## What is being asked
Rewrite the rows starting with the line that contains "Return one point per instance of the goalie skate" and ending with the line that contains "x=1135 y=151", putting "keeper" wherever "goalie" appears and leaving everything else as it is.

## Information given
○ ○ ○

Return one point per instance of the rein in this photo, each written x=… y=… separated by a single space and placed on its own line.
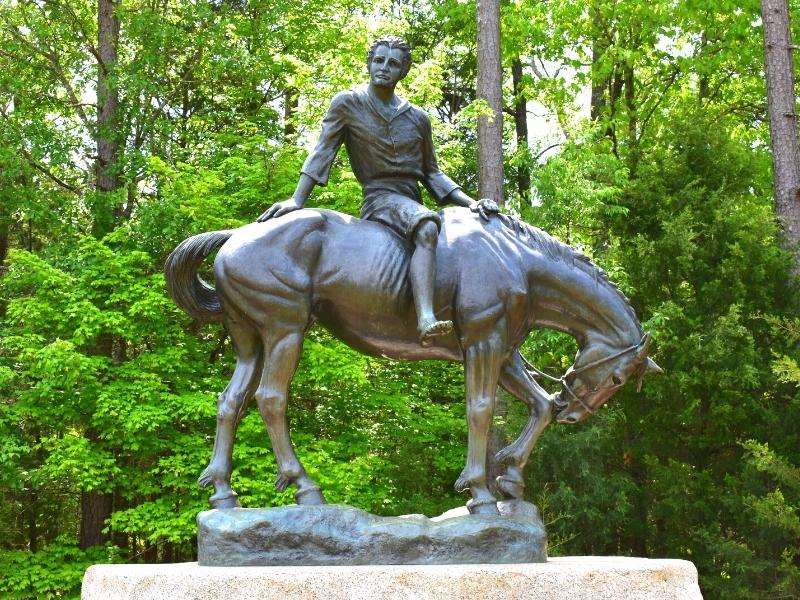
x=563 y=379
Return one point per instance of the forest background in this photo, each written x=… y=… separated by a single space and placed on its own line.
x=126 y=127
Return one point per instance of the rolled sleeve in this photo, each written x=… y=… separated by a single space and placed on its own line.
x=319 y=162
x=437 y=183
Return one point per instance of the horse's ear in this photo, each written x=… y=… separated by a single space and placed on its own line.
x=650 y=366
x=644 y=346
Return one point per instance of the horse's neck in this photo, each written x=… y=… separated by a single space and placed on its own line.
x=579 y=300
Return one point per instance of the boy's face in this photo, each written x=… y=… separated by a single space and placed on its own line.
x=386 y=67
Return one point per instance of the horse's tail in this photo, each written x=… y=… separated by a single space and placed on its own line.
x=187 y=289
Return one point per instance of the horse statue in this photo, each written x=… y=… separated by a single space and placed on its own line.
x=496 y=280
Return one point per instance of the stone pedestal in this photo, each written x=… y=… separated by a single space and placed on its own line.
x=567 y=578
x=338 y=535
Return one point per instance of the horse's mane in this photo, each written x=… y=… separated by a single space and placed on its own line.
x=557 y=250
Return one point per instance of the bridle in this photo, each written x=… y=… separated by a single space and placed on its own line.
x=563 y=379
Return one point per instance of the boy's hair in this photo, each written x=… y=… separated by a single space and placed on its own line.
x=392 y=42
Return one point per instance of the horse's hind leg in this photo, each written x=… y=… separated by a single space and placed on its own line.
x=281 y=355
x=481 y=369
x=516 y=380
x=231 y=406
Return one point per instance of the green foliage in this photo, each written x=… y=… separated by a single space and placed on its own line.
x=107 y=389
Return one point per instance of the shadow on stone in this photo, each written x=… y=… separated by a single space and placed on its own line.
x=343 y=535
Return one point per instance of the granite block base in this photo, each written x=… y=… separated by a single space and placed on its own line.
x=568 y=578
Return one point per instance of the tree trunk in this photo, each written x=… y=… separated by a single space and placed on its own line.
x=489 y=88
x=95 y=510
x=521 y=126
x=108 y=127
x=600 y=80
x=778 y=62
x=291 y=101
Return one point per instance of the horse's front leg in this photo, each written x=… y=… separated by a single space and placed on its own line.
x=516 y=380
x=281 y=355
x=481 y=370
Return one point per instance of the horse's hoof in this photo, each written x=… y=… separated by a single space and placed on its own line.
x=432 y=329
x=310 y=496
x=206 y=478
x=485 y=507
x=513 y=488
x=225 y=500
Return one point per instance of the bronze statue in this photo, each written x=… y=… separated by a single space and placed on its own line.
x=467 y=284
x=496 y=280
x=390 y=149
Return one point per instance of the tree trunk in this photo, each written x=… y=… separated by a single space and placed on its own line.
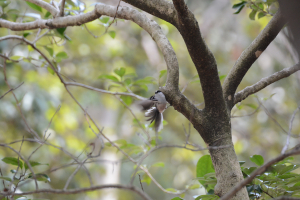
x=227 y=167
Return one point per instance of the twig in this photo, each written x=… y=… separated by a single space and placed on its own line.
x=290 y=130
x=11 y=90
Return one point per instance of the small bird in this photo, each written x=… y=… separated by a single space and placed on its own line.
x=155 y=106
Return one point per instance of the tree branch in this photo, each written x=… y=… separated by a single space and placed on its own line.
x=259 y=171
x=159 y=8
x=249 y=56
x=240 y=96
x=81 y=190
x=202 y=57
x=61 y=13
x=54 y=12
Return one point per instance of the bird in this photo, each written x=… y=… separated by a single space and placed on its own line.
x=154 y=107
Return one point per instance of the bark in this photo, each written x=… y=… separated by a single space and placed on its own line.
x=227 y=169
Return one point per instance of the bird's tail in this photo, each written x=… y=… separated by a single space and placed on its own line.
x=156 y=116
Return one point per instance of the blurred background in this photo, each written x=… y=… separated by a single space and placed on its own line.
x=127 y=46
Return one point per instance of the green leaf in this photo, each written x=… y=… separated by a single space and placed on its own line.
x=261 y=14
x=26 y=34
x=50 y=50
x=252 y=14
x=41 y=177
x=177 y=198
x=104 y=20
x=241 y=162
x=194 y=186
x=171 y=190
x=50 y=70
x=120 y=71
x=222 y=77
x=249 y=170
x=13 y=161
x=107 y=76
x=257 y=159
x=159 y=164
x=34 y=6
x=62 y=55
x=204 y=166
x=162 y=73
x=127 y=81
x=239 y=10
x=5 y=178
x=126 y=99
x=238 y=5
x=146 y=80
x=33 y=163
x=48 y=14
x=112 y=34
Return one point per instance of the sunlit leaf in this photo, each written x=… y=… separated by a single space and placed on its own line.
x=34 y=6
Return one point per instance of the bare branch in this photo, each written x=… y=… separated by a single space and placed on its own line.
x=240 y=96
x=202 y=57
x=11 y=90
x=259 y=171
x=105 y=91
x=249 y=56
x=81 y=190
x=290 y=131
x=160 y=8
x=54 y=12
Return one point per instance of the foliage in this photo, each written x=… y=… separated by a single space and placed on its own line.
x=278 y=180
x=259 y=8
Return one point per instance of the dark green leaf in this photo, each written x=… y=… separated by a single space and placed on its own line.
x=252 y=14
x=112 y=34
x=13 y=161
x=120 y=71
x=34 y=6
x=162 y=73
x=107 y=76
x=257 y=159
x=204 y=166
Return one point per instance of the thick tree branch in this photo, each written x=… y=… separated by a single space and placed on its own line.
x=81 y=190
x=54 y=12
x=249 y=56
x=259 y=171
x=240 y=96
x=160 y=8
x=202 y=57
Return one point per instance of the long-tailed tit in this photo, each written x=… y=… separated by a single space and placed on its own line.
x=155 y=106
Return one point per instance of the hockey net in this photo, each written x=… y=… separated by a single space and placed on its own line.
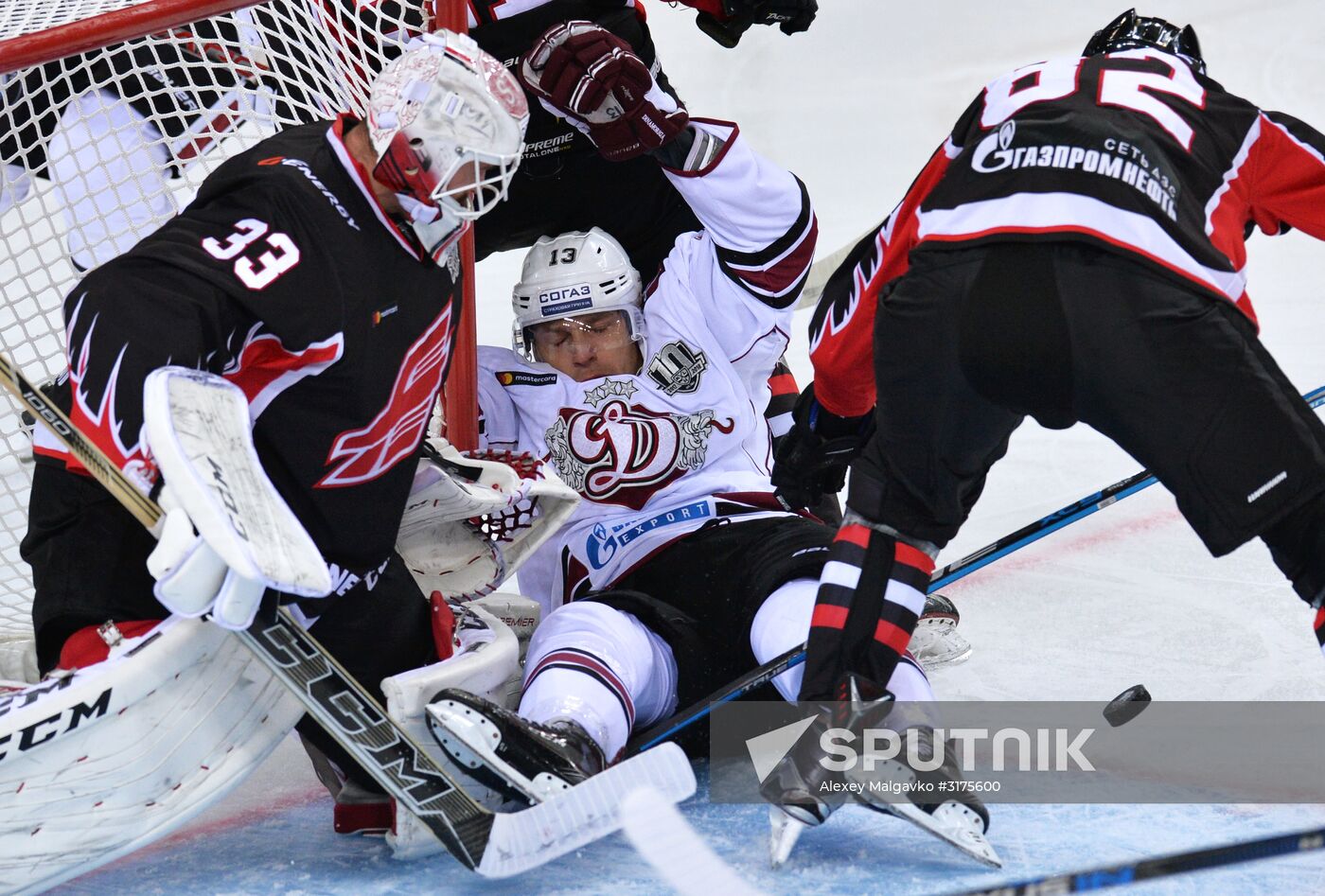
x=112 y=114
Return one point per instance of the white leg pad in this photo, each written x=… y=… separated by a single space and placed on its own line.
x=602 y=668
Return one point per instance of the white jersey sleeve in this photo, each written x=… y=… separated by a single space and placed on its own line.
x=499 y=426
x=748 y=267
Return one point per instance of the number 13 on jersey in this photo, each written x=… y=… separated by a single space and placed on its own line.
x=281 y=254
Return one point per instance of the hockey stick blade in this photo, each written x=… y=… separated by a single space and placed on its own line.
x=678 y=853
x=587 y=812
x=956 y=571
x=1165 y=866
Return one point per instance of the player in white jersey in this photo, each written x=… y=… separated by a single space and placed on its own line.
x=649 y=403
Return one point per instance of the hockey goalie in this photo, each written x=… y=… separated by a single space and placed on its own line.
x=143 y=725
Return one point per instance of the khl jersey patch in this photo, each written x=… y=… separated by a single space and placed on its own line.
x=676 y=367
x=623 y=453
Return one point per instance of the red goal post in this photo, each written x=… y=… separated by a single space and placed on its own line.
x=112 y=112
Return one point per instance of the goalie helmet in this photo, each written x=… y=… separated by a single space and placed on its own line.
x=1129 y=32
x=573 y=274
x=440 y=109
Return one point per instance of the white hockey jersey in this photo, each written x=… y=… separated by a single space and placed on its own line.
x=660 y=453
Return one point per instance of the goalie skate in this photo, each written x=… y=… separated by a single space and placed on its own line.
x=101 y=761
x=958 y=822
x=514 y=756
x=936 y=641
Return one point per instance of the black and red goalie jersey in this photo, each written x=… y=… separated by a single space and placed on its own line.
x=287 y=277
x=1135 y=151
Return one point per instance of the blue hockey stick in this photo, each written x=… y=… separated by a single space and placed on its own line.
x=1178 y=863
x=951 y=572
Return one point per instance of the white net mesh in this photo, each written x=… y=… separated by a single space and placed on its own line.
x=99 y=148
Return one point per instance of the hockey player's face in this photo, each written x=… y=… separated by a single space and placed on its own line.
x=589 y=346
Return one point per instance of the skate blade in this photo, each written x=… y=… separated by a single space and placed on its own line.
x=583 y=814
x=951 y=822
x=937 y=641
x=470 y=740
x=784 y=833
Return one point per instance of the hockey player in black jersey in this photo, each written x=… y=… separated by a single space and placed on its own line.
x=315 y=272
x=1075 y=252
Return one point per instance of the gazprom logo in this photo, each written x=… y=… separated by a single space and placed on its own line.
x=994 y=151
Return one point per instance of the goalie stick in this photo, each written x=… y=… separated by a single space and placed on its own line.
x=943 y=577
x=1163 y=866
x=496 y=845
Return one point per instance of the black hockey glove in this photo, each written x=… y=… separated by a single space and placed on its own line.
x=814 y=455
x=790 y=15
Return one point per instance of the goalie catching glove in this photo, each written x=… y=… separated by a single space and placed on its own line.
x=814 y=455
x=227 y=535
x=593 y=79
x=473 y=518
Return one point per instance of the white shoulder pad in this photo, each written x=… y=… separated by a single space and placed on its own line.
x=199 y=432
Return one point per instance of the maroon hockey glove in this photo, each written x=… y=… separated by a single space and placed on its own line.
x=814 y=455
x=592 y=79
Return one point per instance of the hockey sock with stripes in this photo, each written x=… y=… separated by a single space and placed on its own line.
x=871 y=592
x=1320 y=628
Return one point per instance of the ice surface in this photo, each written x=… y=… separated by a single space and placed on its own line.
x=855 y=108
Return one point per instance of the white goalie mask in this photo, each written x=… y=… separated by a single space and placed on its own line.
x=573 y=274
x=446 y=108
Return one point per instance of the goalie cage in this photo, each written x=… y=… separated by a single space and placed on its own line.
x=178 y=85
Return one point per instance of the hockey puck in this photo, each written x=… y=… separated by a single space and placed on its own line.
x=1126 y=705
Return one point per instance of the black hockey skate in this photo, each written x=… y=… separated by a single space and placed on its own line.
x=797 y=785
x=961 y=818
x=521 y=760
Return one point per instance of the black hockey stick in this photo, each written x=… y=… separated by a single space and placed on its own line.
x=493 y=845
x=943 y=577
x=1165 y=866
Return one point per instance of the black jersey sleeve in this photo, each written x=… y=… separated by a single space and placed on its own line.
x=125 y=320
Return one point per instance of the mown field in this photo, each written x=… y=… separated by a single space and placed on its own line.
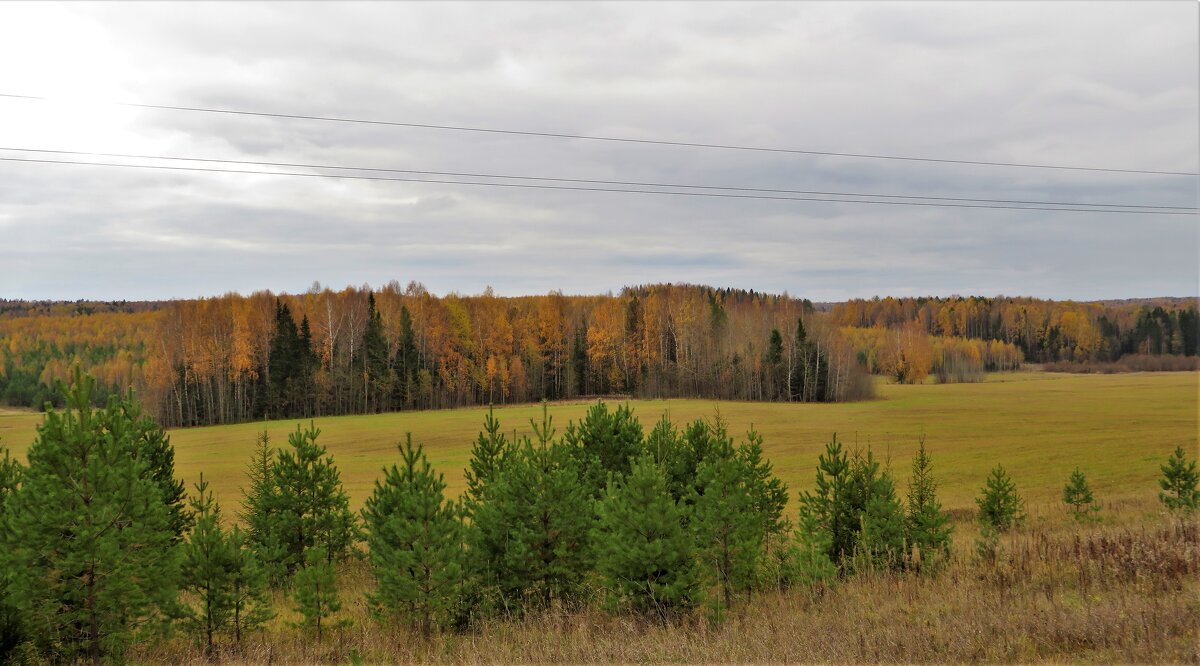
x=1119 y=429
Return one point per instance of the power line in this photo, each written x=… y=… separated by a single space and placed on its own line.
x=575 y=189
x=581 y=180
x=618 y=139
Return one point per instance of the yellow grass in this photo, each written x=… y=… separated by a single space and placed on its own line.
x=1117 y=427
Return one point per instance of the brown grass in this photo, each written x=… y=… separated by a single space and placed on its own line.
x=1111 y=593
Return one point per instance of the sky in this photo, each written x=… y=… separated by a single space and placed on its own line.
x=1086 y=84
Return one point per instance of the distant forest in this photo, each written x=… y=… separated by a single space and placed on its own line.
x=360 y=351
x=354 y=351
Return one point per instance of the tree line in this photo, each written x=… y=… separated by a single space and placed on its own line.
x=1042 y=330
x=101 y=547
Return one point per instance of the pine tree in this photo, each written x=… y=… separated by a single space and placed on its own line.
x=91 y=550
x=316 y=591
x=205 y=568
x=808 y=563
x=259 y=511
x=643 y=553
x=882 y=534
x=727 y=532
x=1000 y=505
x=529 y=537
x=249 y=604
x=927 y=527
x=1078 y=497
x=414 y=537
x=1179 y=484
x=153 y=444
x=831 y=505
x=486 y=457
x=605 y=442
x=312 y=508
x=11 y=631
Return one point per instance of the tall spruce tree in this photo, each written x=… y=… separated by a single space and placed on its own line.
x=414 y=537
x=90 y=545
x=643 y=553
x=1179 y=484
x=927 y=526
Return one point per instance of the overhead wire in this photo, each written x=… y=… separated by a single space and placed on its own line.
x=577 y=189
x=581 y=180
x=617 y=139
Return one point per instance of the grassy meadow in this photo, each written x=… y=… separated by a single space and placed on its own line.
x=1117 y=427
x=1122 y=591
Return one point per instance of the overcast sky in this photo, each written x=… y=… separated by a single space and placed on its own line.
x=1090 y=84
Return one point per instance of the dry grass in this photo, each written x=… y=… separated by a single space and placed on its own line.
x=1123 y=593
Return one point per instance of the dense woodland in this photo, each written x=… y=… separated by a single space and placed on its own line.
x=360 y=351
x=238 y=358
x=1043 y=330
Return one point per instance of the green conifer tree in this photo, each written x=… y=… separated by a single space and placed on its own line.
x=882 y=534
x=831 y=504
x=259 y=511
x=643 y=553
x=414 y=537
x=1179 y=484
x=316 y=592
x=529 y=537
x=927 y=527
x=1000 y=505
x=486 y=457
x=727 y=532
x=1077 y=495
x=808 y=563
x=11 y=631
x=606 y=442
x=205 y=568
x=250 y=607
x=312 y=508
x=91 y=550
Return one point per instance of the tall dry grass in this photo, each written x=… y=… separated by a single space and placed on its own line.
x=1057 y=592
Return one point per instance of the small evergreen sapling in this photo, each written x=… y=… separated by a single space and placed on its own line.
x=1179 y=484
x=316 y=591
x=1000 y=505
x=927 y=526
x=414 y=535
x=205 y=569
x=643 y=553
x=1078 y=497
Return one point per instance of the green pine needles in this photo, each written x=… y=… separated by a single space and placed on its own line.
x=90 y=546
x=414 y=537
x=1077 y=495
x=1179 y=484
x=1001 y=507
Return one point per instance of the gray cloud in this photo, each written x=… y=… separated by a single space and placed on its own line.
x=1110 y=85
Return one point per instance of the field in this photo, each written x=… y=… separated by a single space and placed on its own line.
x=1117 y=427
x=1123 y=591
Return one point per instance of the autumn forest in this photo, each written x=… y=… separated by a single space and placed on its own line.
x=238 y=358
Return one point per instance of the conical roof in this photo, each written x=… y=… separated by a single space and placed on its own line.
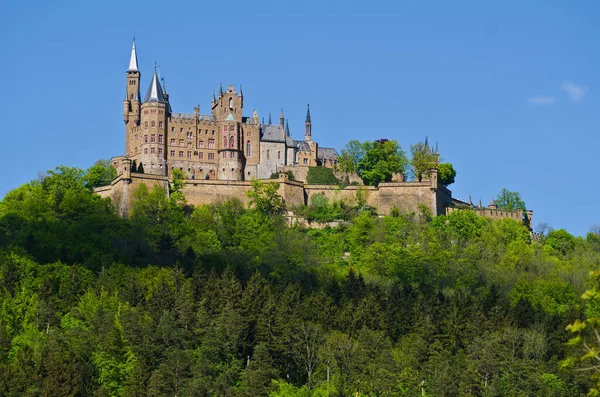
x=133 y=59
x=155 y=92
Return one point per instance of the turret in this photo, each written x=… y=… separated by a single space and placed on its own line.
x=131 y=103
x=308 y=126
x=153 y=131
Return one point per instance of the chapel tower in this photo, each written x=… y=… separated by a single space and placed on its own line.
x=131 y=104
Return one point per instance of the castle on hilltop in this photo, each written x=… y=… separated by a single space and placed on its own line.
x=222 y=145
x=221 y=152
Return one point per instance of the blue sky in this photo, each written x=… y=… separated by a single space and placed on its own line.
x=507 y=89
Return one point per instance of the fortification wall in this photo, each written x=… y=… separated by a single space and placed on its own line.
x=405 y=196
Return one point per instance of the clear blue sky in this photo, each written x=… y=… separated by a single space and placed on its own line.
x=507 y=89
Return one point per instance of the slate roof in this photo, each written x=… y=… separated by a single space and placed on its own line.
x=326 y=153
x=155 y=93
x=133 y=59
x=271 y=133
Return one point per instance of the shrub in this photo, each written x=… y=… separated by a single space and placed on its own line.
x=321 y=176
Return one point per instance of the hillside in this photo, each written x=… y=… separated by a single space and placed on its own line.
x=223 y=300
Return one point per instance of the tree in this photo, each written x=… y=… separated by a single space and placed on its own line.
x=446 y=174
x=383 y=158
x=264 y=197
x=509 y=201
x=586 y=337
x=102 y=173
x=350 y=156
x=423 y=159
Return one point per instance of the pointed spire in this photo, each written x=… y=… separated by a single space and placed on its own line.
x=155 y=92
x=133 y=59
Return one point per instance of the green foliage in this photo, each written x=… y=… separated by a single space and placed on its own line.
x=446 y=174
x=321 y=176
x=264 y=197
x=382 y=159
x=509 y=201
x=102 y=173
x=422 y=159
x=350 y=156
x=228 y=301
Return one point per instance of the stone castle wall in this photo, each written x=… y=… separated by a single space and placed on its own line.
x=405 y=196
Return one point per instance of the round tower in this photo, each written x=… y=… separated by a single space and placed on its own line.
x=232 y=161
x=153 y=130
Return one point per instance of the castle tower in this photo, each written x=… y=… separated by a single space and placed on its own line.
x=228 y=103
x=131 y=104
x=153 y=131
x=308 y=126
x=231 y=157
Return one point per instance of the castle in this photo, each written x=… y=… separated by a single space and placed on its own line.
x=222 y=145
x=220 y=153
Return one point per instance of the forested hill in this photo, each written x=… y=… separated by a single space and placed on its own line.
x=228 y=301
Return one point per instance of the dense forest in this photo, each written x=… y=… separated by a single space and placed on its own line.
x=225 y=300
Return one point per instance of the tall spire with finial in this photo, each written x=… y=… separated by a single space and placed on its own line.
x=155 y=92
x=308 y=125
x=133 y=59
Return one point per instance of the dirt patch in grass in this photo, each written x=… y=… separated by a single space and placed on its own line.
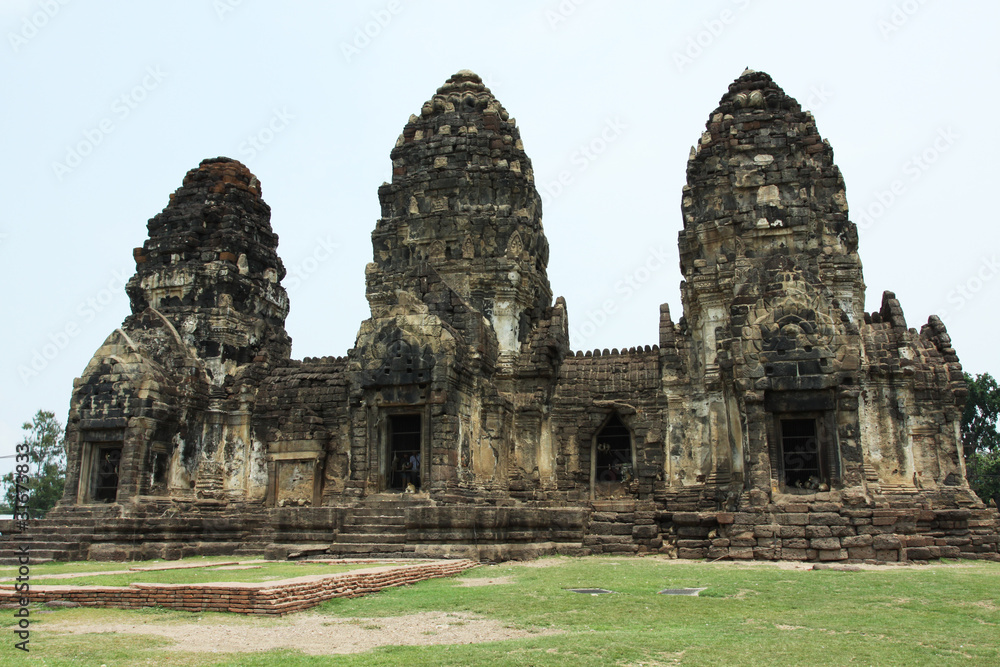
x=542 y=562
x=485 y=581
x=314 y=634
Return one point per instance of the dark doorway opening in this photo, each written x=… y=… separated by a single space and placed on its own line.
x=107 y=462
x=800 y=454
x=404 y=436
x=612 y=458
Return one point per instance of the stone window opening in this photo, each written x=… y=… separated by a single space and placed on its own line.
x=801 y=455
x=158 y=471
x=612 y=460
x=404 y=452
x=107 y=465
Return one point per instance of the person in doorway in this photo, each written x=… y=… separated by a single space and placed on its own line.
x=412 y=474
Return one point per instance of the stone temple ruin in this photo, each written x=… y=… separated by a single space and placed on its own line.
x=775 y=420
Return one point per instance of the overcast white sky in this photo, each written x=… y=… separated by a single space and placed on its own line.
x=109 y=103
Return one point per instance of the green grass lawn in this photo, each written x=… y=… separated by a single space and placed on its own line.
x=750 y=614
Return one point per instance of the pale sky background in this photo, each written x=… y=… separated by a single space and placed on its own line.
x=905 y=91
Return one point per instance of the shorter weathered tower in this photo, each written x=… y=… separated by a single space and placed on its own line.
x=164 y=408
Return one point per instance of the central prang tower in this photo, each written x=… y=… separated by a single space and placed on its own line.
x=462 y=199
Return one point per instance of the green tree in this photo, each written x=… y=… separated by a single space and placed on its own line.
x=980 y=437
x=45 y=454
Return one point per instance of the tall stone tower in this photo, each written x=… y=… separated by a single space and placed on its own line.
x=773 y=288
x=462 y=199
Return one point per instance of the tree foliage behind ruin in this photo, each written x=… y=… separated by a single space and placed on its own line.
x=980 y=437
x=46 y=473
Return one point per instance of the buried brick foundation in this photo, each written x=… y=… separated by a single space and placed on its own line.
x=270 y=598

○ ○ ○

## Exercise result
Return one point per instance of the keeper skate in this photo, each written x=… y=… separated by a single space and placed on its own line.
x=101 y=761
x=958 y=822
x=514 y=756
x=936 y=641
Return one point per instance of the black and red keeper jersey in this photo, each written x=… y=… separated by a single space and placed on its own line.
x=287 y=277
x=1135 y=151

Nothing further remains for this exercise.